- [OBJECTIVE]:
Copy all of the data below, leaving out the pictures. Multiply every coordinate in the answers by 1.8 and round to whole numbers with halves going up, keeping all other numbers as they are.

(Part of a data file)
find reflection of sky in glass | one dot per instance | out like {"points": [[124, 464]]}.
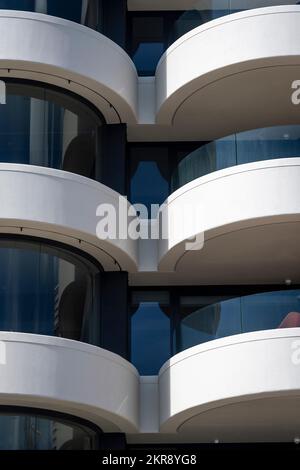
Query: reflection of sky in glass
{"points": [[148, 185], [150, 338], [147, 56], [261, 311]]}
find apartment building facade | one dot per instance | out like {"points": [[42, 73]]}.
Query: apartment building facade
{"points": [[149, 223]]}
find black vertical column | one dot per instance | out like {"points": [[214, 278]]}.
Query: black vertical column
{"points": [[114, 312], [114, 20], [111, 159]]}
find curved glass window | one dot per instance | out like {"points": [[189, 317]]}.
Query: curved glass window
{"points": [[150, 330], [86, 12], [48, 290], [47, 127], [204, 319], [22, 429], [245, 147]]}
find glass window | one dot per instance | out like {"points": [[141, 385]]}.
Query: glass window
{"points": [[147, 42], [268, 143], [203, 160], [202, 319], [47, 127], [48, 290], [86, 12], [150, 330], [27, 430], [149, 175]]}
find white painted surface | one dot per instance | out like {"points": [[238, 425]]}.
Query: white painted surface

- [FULL ANSWER]:
find reflection of sky in glass | one dot per instance | out like {"points": [[124, 464]]}.
Query: reflection of sky in glass
{"points": [[266, 333], [270, 608], [265, 101], [470, 560]]}
find apartment building facade | one dot per instance | out like {"points": [[42, 73]]}.
Query: apartment building facade
{"points": [[268, 401]]}
find black vertical column | one dot per instance | out like {"points": [[214, 278]]}.
Query: black vertical column
{"points": [[205, 562], [205, 36], [200, 286]]}
find curved glass window | one dot per instance | out like {"points": [[189, 317]]}.
Query: curved glass window
{"points": [[270, 594], [155, 22], [86, 522], [85, 229], [367, 574], [40, 772], [441, 265]]}
find glass window | one dot per instance | out like {"points": [[141, 385]]}.
Query: glass window
{"points": [[265, 76], [482, 257], [365, 288], [364, 574], [85, 229], [86, 522], [155, 22], [270, 594], [49, 774], [268, 315]]}
find white painted surface | one dot per instance | out like {"points": [[238, 425]]}.
Query: white painted surface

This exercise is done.